Region pointing data:
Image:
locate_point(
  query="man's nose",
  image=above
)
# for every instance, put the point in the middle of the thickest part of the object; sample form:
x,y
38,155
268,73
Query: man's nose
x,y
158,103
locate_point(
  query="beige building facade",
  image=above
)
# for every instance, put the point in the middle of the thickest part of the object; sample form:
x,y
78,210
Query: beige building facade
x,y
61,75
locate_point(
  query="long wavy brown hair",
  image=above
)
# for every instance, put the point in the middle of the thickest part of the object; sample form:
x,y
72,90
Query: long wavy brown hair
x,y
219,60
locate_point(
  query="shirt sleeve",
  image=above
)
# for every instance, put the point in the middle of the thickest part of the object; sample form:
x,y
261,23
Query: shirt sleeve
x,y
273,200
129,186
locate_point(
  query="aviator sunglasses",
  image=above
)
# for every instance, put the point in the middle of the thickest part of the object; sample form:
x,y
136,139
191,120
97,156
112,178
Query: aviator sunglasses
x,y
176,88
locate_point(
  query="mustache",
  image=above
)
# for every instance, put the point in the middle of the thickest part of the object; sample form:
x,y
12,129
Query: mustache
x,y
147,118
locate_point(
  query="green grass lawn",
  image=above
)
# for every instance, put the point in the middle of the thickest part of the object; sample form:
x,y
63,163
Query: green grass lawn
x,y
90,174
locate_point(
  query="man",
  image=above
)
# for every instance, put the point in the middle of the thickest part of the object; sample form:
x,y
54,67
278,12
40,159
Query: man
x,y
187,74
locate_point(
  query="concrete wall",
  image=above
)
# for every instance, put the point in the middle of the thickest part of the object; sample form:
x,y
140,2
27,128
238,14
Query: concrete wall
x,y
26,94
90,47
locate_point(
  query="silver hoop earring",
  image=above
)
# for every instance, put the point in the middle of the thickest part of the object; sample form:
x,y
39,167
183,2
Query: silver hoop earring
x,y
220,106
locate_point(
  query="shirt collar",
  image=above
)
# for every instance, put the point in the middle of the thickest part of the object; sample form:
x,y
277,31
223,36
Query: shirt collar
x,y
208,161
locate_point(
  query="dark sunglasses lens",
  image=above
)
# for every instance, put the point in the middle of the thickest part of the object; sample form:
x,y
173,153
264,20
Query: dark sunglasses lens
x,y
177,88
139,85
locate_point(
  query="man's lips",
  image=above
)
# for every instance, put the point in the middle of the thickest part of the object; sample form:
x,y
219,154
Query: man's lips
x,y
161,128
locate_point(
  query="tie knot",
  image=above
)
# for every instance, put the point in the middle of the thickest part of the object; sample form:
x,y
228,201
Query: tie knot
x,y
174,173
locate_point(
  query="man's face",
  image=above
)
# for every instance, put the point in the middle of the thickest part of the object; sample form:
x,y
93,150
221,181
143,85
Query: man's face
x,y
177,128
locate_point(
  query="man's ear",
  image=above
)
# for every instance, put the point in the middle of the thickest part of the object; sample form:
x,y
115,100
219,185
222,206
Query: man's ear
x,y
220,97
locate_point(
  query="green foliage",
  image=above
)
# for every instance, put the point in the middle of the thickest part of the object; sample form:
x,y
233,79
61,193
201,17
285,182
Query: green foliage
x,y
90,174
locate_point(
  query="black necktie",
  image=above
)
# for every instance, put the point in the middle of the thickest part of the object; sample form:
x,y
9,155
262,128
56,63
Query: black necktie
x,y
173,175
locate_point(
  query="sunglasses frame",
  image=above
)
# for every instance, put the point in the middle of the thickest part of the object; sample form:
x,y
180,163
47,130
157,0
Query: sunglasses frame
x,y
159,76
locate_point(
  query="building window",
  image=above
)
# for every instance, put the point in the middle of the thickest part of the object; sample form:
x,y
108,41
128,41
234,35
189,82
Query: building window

Action item:
From the data above, copy every line where "window" appears.

Worked solution:
  query="building window",
Query: building window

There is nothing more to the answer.